— PROMPT —
Please reproduce the listing verbatim, without its images.

··· INPUT DATA ···

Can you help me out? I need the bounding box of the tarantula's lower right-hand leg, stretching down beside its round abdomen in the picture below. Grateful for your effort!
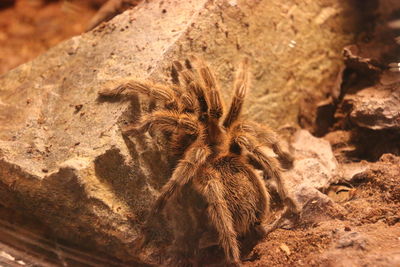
[234,133,299,214]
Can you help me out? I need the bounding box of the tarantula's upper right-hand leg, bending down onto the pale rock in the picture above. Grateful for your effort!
[233,122,294,169]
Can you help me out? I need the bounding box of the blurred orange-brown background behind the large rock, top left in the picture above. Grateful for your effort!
[0,0,139,75]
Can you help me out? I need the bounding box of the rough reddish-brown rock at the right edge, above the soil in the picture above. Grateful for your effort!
[344,83,400,130]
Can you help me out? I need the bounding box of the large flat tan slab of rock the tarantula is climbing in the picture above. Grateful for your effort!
[0,0,353,260]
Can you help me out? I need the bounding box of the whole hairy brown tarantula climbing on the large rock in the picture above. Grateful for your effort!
[100,56,296,265]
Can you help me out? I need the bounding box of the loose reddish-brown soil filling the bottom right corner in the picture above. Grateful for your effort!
[245,154,400,266]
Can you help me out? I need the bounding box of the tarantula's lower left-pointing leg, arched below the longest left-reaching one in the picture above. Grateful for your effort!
[124,110,201,135]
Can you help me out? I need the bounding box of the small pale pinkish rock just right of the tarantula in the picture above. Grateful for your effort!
[284,130,344,224]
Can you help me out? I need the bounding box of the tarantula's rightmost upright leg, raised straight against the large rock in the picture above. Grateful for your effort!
[223,59,249,128]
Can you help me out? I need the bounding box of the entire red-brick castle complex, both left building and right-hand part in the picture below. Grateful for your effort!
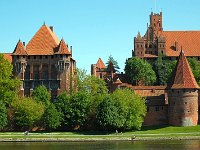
[4,12,200,126]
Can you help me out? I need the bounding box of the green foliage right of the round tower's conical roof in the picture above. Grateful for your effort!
[188,58,200,84]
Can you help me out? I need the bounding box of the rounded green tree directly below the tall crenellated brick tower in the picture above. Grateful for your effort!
[124,57,156,85]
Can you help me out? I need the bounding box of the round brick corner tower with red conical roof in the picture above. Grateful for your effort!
[168,51,199,126]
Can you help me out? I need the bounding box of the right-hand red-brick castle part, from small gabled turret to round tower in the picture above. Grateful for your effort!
[91,12,200,126]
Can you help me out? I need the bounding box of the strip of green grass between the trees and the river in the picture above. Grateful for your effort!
[0,126,200,140]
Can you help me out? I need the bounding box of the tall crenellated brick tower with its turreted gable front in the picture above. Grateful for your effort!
[132,12,166,58]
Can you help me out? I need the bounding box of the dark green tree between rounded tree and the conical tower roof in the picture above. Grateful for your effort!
[153,55,176,85]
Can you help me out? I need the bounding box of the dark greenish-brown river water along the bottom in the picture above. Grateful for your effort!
[0,140,200,150]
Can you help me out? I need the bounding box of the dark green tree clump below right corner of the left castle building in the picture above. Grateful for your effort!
[55,91,90,128]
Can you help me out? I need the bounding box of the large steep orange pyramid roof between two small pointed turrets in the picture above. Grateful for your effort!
[26,25,60,55]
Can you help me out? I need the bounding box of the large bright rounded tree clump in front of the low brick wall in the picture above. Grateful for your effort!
[97,89,146,130]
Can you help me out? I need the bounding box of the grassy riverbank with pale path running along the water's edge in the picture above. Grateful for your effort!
[0,126,200,142]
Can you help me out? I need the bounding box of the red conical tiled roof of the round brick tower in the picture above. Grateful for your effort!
[169,51,199,89]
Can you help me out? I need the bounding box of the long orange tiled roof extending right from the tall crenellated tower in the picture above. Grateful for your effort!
[160,31,200,56]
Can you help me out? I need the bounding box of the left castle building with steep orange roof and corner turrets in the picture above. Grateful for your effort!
[4,24,76,99]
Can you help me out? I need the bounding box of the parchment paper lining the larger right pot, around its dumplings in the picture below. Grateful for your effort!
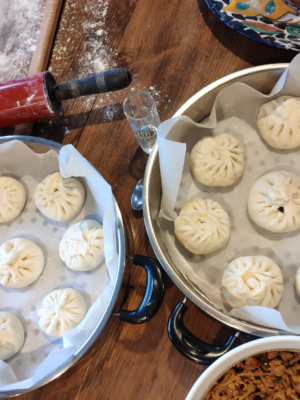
[158,55,300,333]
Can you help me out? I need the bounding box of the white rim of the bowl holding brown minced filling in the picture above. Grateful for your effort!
[186,336,300,400]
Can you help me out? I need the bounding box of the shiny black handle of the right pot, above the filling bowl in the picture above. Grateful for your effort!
[168,298,240,365]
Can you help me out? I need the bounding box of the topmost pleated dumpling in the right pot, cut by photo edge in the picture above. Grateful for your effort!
[257,96,300,149]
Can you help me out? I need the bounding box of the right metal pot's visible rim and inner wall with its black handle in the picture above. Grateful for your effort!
[143,64,288,365]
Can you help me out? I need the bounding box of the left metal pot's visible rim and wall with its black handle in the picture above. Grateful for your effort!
[0,136,165,398]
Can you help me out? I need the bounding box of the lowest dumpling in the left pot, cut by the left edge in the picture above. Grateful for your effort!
[0,311,24,361]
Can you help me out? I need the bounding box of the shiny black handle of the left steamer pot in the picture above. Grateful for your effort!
[119,255,165,325]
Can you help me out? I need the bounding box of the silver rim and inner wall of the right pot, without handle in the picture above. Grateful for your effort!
[143,64,290,337]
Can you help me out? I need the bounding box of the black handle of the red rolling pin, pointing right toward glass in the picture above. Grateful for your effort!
[53,68,132,101]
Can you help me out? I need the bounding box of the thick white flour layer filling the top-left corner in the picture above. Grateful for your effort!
[0,0,46,82]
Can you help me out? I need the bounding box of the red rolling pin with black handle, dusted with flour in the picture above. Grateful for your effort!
[0,68,131,128]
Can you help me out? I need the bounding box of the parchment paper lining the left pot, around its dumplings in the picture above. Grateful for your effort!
[0,141,118,391]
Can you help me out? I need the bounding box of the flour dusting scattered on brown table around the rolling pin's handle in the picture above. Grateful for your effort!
[39,0,172,134]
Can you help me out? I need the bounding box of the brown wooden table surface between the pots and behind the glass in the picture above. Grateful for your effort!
[8,0,295,400]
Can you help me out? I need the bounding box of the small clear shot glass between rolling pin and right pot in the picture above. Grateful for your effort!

···

— RESPONSE BOX —
Can you help me out? I need the bounding box of the tarantula's lower right-hand leg, stretching down beside its round abdomen in the picture below. Grateful for your effort!
[234,133,299,214]
Can you help me out? I need the bounding box of the tarantula's upper right-hand leg, bending down onto the pale rock in the picture above. Grateful for your effort!
[233,122,294,169]
Can you help me out? I need the bounding box of the blurred orange-brown background behind the large rock, top left in the picture above. Grateful for your effort!
[0,0,139,75]
Can you help me out? I need the bounding box of the rough reddish-brown rock at the right edge, above the soil in the picture above. Grateful for your effort!
[344,83,400,130]
Can you help me out? I need the bounding box of the large flat tan slab of rock the tarantula is climbing in the picture above. Grateful for your effort!
[0,0,353,260]
Can you help me out? I need the bounding box of the whole hairy brown tarantula climbing on the large rock in the picture above. Grateful for your effort!
[100,56,296,265]
Can you help me out? I need the bounding box of the loose reddish-brown soil filling the bottom right corner in the picture above. Grateful for your effort!
[245,154,400,266]
Can you help me out? I need the bounding box of the tarantula's lower left-pointing leg, arched below the longest left-reaching one in the picture above. Grateful for your effort!
[124,110,201,135]
Can you help me out? I need the bounding box of the small pale pinkish rock just right of the tarantula in the picture above. Grateful for your effort!
[284,130,344,224]
Can you help me out? I need the bounding box of the tarantula's rightmost upright leg, raised straight against the large rock in the picture above. Grateful for your effort!
[223,59,249,128]
Can you help me out? I need the bounding box of the entire red-brick castle complex, both left building and right-hand part in the picture below. Grateful for your effort!
[4,12,200,126]
Can you help me out? I need the bounding box of the green foliage right of the round tower's conical roof in the picture above. Grateful for your effort!
[188,58,200,84]
Can you help me out? I need the bounding box of the rounded green tree directly below the tall crenellated brick tower in the picture above. Grateful for your effort!
[124,57,156,85]
Can you help me out? I need the bounding box of the round brick corner tower with red conical roof in the picture above. Grateful for your effort!
[168,51,199,126]
Can you help me out? I need the bounding box of the right-hand red-brick castle part, from small gabled turret to round tower in the picture above. Grateful for your effort!
[91,12,200,126]
Can you help me out? I need the bounding box of the strip of green grass between the trees and the river in the picture above. Grateful for your effort!
[0,126,200,140]
Can you help me out? I need the bounding box of the tall crenellated brick tower with its turreted gable front in the picture above. Grateful for your effort!
[132,12,166,58]
Can you help me out? I need the bounding box of the dark green tree between rounded tree and the conical tower roof in the picture above. Grateful for your effort!
[153,55,176,85]
Can you help me out? I need the bounding box of the dark greenish-brown river water along the bottom in the picture above. Grateful for your effort!
[0,140,200,150]
Can you help me out? I need the bounding box of the dark green tree clump below right corner of the left castle building in the picture above. Grateful for your effort!
[55,91,90,128]
Can you help me out? I need the bounding box of the large steep orange pyramid roof between two small pointed turrets in the picture above. Grateful for your effort!
[26,25,60,55]
Can you help me out? I need the bounding box of the large bright rounded tree clump in front of the low brick wall in the picture above. Grateful for your effort!
[97,89,146,130]
Can you help me out? I need the bounding box of the grassy riverbank with pale path running along the water's edge in the picture above. Grateful for your effort!
[0,126,200,142]
Can you help me out? I need the bounding box of the red conical tiled roof of the round brick tower in the picture above. Grateful for your effort!
[169,51,199,89]
Can you help me out? I need the bounding box of the long orange tiled roof extending right from the tall crenellated tower in the picture above. Grateful for your effort!
[160,31,200,56]
Can you help me out? I need the bounding box of the left castle building with steep orange roof and corner turrets in the picture above. Grateful for your effort!
[4,24,76,99]
Can you help me out? I need the bounding box of the parchment paper lining the larger right pot, around its dumplings in the picture below. Grateful for your effort!
[158,55,300,333]
Can you help me out? I need the bounding box of the white rim of the bowl holding brown minced filling in the picture above. Grateful for your effort!
[186,336,300,400]
Can you help me out? I need the bounding box of the shiny black handle of the right pot, above the filling bowl in the picture above. Grateful for your effort!
[168,298,240,365]
Can you help me out? I need the bounding box of the topmost pleated dumpling in the right pot, cut by photo edge in the picture above. Grateful for your effort!
[257,96,300,149]
Can you help me out? I need the bounding box of the right metal pot's visible rim and inner wall with its black handle in the picture above. Grateful for your effort!
[143,64,288,365]
Can you help me out? I need the bounding box of the left metal pot's visible rim and wall with its black handle in the picture above. Grateful for your effort!
[0,136,165,398]
Can you help me out? I need the bounding box of the lowest dumpling in the left pot, cut by the left edge in the picture above. Grateful for your effort!
[0,311,24,361]
Can you help me out? I need the bounding box of the shiny black handle of the left steamer pot in the picture above. Grateful for your effort!
[119,255,165,325]
Can you help me out? I need the bounding box of the silver rim and inner wall of the right pot, without handle in the picture above. Grateful for your effort!
[143,64,290,337]
Can you help me out? I need the bounding box of the black handle of the red rolling pin, pointing right toward glass in the picture above. Grateful for your effort!
[53,68,132,101]
Can you help me out? I need the bounding box of the thick white flour layer filling the top-left corner in the picture above. Grateful for your effort!
[0,0,46,82]
Can you help me out? I need the bounding box of the red rolling pin with black handle, dusted with flour in the picture above. Grateful for your effort!
[0,68,131,128]
Can you help me out? I need the bounding box of the parchment paper lining the left pot, around its dumplings in the picture above. Grateful for your effort!
[0,141,118,391]
Can you help me out? I need the bounding box of the flour dusting scattered on brown table around the rolling pin's handle in the picture above. Grateful for your effort!
[39,0,172,134]
Can you help me out? I need the bounding box of the brown wooden table surface between the pots and behind the glass in the picture above. Grateful for your effort!
[8,0,295,400]
Can you help me out? I need the bounding box of the small clear shot glass between rolling pin and right pot in the picture above. Grateful for your effort!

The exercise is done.